Copy out everything in the listing from its very first line down through the line containing "77, 134, 132]]", with both ends included.

◆ **Annotated coordinate records**:
================
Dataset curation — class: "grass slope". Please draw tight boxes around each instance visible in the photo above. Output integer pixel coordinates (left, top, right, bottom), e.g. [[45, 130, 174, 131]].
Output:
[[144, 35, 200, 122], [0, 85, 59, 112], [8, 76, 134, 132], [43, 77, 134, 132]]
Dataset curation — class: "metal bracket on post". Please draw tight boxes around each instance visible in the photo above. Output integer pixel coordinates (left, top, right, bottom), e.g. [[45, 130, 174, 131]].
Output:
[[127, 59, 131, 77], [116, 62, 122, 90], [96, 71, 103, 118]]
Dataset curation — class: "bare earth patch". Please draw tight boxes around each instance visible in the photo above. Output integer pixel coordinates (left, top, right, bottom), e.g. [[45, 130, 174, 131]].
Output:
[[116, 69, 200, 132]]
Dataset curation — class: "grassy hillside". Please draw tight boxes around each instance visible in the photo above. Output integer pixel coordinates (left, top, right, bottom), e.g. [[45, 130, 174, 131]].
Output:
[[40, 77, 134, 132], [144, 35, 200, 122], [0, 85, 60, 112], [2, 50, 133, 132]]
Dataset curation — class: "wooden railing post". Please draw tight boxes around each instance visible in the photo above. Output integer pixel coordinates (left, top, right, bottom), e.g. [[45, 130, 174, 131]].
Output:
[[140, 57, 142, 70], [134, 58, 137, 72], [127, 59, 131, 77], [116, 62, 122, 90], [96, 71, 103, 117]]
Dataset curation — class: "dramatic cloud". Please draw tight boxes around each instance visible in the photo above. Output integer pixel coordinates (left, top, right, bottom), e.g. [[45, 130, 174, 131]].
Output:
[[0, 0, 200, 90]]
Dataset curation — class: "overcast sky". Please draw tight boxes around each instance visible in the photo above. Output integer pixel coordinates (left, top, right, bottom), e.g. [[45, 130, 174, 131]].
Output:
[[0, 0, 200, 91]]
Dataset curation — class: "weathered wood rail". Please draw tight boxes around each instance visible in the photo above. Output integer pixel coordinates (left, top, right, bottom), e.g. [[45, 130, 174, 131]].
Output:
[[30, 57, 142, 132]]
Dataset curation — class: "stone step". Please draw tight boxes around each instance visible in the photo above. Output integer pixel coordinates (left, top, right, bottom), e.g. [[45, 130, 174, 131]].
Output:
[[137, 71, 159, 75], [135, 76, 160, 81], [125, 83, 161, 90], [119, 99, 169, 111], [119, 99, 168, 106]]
================
◆ **Result of this exercise**:
Dataset curation — class: "grass slope". Please draw tight boxes around each instance visible in the photo above. Output integer pixel coordinates (left, top, right, bottom), e.g. [[45, 130, 174, 131]].
Output:
[[144, 35, 200, 122], [0, 85, 59, 112], [8, 76, 134, 132], [43, 77, 134, 132]]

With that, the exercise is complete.